Task:
Collect every line in the items below that contains the word "flower", and copy each of those lines in full.

··· Working data

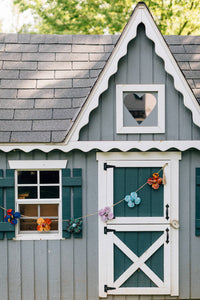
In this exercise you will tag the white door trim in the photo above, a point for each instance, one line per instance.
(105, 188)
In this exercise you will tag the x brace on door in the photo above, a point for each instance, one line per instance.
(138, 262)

······
··· Working data

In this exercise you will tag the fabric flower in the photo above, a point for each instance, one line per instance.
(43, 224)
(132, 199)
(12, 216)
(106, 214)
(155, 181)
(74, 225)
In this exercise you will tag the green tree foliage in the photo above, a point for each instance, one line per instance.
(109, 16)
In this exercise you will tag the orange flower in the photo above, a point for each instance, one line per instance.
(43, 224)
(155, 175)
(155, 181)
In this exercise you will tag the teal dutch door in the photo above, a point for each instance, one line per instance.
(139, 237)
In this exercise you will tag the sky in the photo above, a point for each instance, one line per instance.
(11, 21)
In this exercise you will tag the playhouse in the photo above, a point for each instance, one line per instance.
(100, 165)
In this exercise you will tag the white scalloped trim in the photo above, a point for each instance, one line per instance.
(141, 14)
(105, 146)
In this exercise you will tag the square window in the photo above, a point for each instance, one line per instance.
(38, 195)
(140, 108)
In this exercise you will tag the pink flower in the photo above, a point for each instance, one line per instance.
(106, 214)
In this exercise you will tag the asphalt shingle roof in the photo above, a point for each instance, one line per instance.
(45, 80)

······

Answer in full:
In this exercise you will tag the fabric flower in the photo above, a point for each instance, one line per instance.
In this exercise you will tag the orange flower in the photo above, a point for each instance, one line per instance.
In this exercise you will tag the pink flower in the photo above, a point for each instance, one line per instance.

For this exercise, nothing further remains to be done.